◆ **WHAT THE EXERCISE ASKS**
Which lines in the listing below contain the string "Pass"? Pull out every such line in full, treating uppercase and lowercase as different.

◆ **PROVIDED DATA**
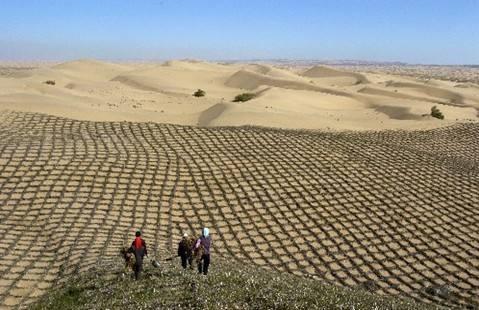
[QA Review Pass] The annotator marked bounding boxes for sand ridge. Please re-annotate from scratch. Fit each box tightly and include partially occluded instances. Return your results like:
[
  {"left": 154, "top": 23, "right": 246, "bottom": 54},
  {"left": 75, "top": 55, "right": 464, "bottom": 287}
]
==
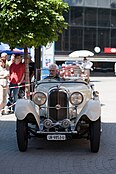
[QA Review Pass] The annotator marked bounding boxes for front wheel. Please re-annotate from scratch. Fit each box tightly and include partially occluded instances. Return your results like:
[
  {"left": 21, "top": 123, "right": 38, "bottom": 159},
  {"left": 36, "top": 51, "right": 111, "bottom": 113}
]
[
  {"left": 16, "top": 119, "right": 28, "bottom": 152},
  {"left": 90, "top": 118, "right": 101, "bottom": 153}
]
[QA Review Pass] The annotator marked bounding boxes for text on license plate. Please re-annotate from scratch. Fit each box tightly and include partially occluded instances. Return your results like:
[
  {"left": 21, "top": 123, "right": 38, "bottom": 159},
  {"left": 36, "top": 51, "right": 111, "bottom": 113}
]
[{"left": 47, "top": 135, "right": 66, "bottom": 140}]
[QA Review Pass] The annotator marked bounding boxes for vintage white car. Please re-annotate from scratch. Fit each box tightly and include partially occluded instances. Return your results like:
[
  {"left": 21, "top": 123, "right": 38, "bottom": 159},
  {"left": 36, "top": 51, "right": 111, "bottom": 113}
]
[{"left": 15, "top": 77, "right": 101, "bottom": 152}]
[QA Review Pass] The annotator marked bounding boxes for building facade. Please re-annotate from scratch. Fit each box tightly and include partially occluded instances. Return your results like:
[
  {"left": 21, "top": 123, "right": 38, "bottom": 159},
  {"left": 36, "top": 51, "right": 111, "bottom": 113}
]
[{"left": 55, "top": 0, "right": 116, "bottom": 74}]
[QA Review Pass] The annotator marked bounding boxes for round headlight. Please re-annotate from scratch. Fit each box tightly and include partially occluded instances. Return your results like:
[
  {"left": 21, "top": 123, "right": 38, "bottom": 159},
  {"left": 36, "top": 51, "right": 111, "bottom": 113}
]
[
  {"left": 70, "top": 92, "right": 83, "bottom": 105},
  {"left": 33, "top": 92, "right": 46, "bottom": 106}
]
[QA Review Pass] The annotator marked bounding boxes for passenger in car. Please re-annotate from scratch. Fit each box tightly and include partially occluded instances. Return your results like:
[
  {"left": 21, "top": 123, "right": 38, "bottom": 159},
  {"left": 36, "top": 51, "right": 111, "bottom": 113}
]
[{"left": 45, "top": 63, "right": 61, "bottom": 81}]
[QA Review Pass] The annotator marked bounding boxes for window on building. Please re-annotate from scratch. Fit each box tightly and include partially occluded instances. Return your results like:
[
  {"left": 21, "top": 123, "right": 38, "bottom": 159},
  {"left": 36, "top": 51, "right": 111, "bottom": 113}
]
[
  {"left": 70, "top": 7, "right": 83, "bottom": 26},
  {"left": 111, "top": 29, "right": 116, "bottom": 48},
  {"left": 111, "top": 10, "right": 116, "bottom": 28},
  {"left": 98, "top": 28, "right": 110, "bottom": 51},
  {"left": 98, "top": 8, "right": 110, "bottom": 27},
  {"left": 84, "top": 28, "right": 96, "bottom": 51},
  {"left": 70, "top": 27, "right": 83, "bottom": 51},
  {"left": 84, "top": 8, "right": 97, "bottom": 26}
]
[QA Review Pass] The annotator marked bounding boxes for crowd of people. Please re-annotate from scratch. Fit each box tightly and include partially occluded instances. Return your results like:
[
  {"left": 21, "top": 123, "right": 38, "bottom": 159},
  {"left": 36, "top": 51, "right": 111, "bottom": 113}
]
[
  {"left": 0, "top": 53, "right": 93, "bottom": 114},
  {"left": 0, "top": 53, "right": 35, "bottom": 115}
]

◆ **CORRECT RESPONSE**
[QA Review Pass] The annotator marked bounding boxes for sand ridge. Please re-annotate from scratch. Fit each box tightly and include partially occluded instances. Return your results like:
[QA Review Pass] The annotator marked bounding boxes for front wheel. Please re-annotate from scratch. Fit each box tightly and include partially occluded instances. Return your results like:
[QA Review Pass] The annotator marked bounding boxes for text on license plate. Please re-annotate from scratch. Fit each box tightly and include partially occluded instances. Return your results like:
[QA Review Pass] The annotator marked bounding boxes for vintage white car. Please re-annotate from scratch. Fit each box tightly and include partially occluded instances. Return your results like:
[QA Review Pass] The annotator marked bounding boxes for building facade. Please re-annotate from scratch. Fit each box tightly and include partially occluded instances. Return your results like:
[QA Review Pass] The annotator marked bounding boxes for round headlight. Please re-annotate from scratch. Fit each box tightly and include partially occluded instances. Return your results like:
[QA Review Pass] The annotator marked bounding boxes for passenger in car. Please re-annotate from scratch. Fit each box tightly and include partially occluded instances. Return your results like:
[QA Review Pass] The annotator marked bounding boxes for window on building. Please re-annotate from scratch. Fit each box tightly and include partially occluded instances. Return your results like:
[QA Review Pass] The annotator marked bounding boxes for crowd of people. Please re-annotate from scratch. Fit each box tightly and include partially occluded instances. Return your results like:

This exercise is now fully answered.